══ ARTICLE ══

Natalia ZABOLOTNA: Today, even art needs “presidential guarantees”

Director general of Art Arsenal explains that without an appropriate legislative basis, Ukraine will never have its own Louvre or evДen a progressive contemporary art center
14 September, 2010 - 00:00
Photo by Maksym BILOUSOV

Natalia Zabolotna headed the Ukrainian House for nearly six years. During this relatively short period of time the Ukrainian capital was enriched with a number of interesting artistic events (Art-Kyiv Contemporary, Great Sculpture Salon, Great Antique Salon, Fine Art Ukraine), and the European Square saw masterpieces of Rodin’s and Dali’s stature. The peculiarity of the mentioned art forums mainly lies in the fact that they were developed literally from scratch, or to be more precise, from the former Lenin Museum, which literally within a few seasons drastically changed its image and acquired the reputation of the main arts venues in the Ukrainian capital.

In May this year, Natalia Zabolotna headed Art Arsenal, a much larger and elaborate project — in terms of area, volume and the complexity of the tasks involved.

Art Arsenal became one of the symbolic objects of the Yushchenko-era. The concept of “The Ukrainian Louvre,” as the Arsenal was labeled (not unlike five-year old girls attempting to try on mother’s high heels), was a constant mockery, with the holey roof or the whole pieces which broke away from the building. Actually, the Arsenal became a symbol of unfulfilled hopes and missed opportunities. The concept of “The Ukrainian Louvre” moves not only by its lack of realism (because the only thing that makes the Arsenal look like the famous French museum is its area), but also by the fact that it was a reflection of Ukraine’s aspirations to return to the European cultural world.

In an interview with The Day the director general of Art Arsenal Natalia Zabolotna speaks about the shift in the Arsenal’s concept and the urgency of changes in the Ukrainian legislation to realize this concept; she shares her, without exaggeration, sensational plans regarding Botero, Malevich and the International Biennale “Manifesta,” and explains why the Arsenal is not the Louvre and why that is a good thing.

“The phrase the ‘Ukrainian Louvre’ sounds nice, but it is impossible to realize this concept in a few years. The Louvre is based on imperial collections formed for over 500 years. The previous concept of Art Arsenal presupposed the removal of the best exhibits from Ukrainian regional museums. But we moved away from that plan of so-called expropriation, although we certainly do not desist from cooperation with regional museums. On the contrary. But the format of this cooperation will be quite different. Art Arsenal will not deprive regional museums of their most valuable artifacts, but will popularize their art. For example, we plan to invite expositions of the Aivazovsky Feodosia National Art Gallery for a long period. And while the exhibition takes place in Kyiv, we will try to help the museum with repairs. There are many museums with worthy exhibits in Ukraine. And we will gradually show their expositions in Art Arsenal.”

Art Arsenal will cost Ukraine 1.5 billion hryvnias, at least such numbers are mentioned in the press. Can Ukraine afford a museum for a billion and a half? What justifies this expense?

“This figure was not estimated by me personally, but by experts working on corresponding policy.

═══
══ EXTRACTED RECORDS ══

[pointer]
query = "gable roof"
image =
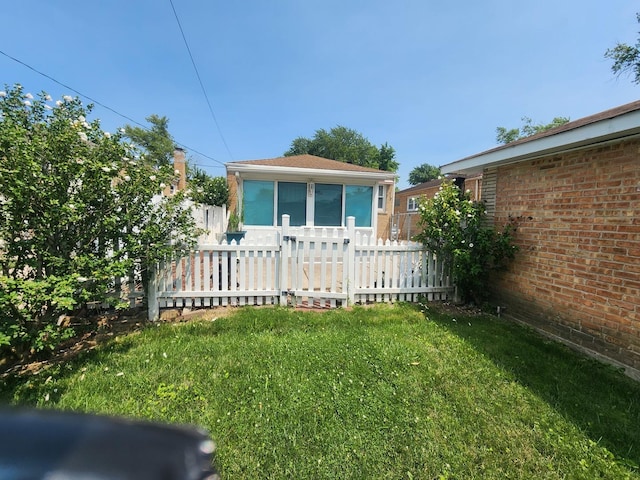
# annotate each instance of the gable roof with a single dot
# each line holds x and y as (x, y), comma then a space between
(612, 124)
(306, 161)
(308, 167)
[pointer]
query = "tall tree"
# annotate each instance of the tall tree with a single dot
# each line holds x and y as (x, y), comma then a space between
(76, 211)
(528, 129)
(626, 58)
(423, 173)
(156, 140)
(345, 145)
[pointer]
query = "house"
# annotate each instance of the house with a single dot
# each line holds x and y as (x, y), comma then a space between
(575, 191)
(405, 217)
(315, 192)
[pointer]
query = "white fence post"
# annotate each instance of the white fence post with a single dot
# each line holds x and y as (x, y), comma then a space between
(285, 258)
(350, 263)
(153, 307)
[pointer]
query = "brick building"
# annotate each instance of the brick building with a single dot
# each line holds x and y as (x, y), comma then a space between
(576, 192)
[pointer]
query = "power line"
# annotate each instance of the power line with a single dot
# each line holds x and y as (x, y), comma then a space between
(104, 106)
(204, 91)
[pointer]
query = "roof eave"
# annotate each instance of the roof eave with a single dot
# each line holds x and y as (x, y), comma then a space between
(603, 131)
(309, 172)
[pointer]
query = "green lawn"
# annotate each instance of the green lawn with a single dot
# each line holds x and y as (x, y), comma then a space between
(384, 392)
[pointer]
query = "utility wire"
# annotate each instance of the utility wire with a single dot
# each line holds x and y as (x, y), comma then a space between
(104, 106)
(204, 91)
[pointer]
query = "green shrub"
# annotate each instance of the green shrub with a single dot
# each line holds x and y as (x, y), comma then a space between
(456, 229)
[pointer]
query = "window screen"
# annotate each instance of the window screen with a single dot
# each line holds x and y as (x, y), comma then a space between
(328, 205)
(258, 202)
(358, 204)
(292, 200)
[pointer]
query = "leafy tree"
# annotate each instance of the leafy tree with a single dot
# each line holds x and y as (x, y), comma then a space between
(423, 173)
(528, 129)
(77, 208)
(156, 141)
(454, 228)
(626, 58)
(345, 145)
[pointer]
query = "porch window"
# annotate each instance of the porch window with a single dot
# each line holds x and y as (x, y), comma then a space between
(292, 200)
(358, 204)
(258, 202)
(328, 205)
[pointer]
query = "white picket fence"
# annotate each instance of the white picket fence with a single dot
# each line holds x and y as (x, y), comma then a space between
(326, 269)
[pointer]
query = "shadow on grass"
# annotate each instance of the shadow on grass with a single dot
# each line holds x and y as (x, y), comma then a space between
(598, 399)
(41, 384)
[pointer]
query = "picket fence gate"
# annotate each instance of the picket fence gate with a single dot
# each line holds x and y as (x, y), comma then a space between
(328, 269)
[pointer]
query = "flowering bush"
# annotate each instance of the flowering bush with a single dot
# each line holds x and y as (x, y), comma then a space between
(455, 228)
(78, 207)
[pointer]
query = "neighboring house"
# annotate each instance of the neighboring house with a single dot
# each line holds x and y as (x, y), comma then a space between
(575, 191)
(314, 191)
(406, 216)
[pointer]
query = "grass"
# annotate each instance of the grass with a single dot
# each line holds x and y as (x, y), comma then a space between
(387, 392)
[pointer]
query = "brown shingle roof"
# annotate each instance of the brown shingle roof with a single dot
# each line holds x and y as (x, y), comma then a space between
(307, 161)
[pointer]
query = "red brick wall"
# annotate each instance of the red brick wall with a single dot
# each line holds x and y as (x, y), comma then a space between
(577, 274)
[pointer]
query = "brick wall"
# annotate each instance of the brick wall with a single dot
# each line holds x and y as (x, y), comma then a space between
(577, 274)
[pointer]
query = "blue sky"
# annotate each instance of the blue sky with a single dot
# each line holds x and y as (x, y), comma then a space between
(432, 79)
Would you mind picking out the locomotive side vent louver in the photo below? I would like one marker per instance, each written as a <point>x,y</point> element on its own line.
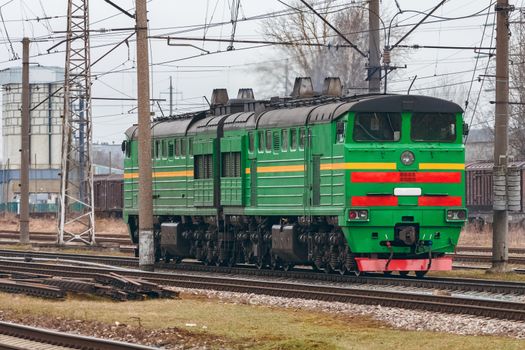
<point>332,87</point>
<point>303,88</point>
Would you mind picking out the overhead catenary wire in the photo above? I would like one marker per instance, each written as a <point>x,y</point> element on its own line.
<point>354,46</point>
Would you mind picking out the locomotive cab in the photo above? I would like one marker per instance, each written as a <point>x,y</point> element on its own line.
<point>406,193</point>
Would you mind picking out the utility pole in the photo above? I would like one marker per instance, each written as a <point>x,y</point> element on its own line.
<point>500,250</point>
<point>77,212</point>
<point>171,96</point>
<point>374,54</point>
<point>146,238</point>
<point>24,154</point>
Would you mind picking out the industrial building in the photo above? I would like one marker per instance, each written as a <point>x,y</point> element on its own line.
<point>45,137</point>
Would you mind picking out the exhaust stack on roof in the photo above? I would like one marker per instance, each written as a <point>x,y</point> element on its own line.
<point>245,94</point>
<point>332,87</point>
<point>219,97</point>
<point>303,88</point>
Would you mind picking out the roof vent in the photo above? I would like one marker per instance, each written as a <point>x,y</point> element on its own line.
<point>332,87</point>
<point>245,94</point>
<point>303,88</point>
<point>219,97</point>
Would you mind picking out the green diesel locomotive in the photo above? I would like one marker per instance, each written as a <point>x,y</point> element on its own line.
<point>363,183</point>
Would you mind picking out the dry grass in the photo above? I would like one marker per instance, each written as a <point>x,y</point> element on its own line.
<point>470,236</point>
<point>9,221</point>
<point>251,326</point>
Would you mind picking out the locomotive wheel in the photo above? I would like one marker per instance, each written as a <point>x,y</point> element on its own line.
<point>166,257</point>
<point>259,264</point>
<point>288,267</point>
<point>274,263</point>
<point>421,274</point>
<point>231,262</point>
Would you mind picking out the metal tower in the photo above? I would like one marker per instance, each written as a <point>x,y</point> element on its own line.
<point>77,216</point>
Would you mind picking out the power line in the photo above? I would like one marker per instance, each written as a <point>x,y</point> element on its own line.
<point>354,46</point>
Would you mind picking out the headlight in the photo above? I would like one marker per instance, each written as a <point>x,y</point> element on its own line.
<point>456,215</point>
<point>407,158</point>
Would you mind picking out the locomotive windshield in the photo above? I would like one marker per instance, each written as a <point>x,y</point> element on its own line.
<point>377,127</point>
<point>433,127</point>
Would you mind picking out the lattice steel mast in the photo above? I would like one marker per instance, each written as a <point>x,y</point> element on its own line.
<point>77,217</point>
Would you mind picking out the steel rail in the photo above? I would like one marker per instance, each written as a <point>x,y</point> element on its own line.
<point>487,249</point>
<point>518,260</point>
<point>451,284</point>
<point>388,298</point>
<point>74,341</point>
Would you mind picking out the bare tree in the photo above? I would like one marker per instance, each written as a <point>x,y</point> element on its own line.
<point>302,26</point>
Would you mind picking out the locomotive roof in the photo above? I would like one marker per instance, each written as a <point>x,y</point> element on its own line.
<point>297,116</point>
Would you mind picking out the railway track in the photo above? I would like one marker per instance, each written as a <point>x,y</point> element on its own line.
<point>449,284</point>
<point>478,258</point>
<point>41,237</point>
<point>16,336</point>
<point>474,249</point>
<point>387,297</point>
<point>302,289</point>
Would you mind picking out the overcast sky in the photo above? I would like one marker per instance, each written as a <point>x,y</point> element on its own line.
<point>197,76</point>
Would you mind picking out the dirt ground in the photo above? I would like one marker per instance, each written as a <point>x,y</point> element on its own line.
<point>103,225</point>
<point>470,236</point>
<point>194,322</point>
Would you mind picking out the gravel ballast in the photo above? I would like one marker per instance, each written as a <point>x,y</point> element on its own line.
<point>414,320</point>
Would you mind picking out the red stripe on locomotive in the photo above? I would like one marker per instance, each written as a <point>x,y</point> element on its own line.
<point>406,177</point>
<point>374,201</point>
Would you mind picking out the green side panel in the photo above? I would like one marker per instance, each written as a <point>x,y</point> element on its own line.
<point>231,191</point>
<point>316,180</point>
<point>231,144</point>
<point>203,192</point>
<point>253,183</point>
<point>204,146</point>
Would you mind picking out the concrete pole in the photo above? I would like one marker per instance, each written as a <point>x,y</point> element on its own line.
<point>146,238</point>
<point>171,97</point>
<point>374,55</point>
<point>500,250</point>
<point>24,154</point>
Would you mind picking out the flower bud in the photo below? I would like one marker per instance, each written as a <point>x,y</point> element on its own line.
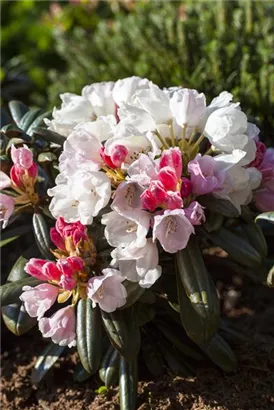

═══

◆ **EXERCISE INSTRUCTIONS**: List every artistic event that the interview with Natalia Zabolotna above names in parentheses.

◆ **CORRECT RESPONSE**:
Art-Kyiv Contemporary
Great Sculpture Salon
Great Antique Salon
Fine Art Ukraine